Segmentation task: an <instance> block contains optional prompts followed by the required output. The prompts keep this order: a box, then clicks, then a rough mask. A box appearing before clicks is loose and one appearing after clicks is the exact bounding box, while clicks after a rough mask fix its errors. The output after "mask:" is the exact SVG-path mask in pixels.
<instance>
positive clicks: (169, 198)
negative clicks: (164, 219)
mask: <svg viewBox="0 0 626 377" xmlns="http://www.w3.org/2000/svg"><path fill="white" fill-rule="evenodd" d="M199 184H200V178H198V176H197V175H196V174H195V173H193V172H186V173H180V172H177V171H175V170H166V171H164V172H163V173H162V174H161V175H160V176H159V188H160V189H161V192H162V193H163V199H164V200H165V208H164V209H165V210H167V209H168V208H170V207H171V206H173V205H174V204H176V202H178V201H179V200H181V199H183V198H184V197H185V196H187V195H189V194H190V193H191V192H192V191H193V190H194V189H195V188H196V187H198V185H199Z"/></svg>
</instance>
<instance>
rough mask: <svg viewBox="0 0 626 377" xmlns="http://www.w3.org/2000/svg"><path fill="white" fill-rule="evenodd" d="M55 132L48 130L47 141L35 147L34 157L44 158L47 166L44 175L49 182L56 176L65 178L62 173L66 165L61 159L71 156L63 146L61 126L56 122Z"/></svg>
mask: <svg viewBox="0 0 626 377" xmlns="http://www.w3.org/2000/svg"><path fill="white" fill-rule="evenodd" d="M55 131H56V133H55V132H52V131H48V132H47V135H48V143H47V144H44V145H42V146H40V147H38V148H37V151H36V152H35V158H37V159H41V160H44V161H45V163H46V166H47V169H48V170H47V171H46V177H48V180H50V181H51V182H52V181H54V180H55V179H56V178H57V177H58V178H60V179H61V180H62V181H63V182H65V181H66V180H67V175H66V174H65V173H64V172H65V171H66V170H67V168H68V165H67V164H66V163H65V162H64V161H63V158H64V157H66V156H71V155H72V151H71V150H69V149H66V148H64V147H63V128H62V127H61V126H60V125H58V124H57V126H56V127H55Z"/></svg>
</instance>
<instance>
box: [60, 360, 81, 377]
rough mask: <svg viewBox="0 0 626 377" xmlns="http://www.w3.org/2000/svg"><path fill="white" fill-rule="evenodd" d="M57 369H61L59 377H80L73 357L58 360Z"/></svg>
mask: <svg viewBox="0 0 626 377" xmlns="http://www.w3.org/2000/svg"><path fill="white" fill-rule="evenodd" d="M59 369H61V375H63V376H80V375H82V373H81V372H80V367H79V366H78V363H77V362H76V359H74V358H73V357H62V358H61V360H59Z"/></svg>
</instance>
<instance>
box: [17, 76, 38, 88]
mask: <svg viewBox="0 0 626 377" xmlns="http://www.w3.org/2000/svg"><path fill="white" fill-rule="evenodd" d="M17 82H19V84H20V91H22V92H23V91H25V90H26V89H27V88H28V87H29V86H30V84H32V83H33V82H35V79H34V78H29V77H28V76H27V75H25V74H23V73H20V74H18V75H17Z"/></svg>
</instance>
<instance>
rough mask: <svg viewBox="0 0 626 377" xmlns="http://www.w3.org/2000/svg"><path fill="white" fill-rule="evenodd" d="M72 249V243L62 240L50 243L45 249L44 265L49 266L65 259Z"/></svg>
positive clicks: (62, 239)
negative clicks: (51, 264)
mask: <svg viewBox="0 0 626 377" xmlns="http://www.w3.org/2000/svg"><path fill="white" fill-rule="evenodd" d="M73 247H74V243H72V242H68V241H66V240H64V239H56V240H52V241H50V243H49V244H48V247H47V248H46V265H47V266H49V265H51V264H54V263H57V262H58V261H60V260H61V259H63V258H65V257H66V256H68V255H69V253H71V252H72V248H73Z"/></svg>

Exercise :: Check each line of the listing above, and copy it if it contains the word "positive".

Result of this exercise ::
positive clicks: (169, 198)
positive clicks: (62, 239)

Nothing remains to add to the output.